Excerpts from point annotation data
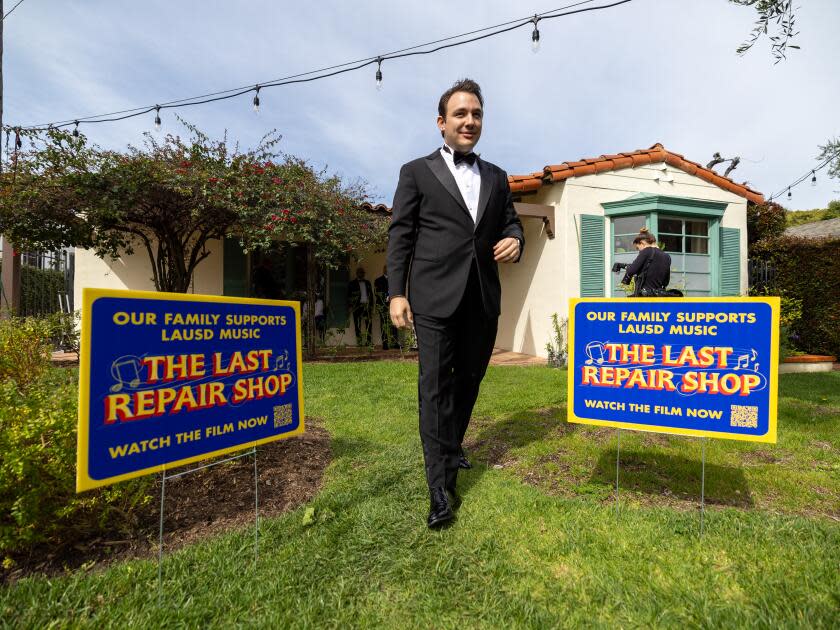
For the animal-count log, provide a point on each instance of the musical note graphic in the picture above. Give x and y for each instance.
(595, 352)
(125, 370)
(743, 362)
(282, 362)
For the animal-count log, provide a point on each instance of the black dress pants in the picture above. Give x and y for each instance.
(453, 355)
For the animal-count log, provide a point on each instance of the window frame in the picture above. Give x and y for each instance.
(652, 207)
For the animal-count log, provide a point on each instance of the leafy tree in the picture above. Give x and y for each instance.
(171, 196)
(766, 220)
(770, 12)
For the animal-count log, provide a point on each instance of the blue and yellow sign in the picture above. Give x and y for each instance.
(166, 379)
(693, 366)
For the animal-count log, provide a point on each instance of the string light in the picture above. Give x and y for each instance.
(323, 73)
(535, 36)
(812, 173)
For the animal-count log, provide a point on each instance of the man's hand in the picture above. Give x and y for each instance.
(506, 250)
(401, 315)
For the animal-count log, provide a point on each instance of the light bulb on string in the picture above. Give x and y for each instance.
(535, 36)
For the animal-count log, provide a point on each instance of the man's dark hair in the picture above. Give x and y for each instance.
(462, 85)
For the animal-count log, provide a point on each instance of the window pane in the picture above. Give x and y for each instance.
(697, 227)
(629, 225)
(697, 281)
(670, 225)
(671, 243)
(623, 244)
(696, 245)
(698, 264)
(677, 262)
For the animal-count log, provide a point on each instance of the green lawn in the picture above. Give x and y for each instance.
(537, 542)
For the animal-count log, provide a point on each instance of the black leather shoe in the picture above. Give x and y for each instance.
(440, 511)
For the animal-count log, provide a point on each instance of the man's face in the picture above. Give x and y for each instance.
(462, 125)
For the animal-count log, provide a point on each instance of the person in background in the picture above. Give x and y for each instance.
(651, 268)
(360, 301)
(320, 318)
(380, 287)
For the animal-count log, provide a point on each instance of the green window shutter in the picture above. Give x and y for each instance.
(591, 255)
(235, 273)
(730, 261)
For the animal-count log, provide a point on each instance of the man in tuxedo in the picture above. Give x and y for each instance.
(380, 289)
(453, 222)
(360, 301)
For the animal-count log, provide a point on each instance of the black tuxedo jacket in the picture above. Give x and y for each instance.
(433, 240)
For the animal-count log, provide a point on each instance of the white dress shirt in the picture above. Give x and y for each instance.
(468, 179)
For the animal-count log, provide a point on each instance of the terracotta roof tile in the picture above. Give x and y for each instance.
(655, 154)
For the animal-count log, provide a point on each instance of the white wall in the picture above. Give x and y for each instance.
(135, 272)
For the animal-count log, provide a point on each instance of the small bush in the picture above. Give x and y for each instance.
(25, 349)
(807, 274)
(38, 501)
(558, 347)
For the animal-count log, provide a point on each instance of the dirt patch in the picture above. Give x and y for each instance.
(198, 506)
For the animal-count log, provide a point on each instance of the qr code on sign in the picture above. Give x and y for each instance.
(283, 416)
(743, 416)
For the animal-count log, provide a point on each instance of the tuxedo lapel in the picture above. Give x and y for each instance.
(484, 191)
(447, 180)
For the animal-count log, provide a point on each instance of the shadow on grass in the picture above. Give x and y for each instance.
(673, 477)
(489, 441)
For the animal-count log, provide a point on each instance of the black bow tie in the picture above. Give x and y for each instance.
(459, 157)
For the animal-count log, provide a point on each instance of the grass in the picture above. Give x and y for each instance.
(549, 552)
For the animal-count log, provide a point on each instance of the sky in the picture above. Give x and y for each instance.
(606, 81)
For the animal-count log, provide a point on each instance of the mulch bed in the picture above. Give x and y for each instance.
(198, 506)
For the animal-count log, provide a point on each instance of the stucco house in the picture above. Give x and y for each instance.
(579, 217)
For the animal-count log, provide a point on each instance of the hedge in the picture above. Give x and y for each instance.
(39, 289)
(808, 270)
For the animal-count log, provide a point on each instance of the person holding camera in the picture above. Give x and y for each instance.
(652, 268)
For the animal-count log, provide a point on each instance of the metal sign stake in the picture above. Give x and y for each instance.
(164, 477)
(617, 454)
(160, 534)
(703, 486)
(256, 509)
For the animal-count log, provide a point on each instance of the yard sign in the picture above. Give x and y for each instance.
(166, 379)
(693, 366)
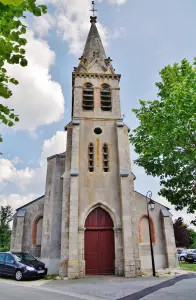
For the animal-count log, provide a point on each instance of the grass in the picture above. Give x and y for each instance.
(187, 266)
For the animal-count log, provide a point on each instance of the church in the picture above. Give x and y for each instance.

Directive: Will you repeat the material above, but only from the line containing "of the metal" through its last line, exactly and without the pictures?

Exercise response:
For the animal-count log, provide a point on each instance of the metal sign stake in the picture above. Give x and y for each instance.
(164, 477)
(617, 454)
(160, 534)
(703, 486)
(256, 509)
For the animal-count log, provide a point on each instance of the yard sign in the picture above. Give x and y for each instance.
(166, 379)
(693, 366)
For the animal-count log, provide a point on each instance of the grass in the picture above. Give x and y for each instance.
(187, 266)
For the animal-count log, provide a point on each instance of the church in the picture above. Give x and y for each instance.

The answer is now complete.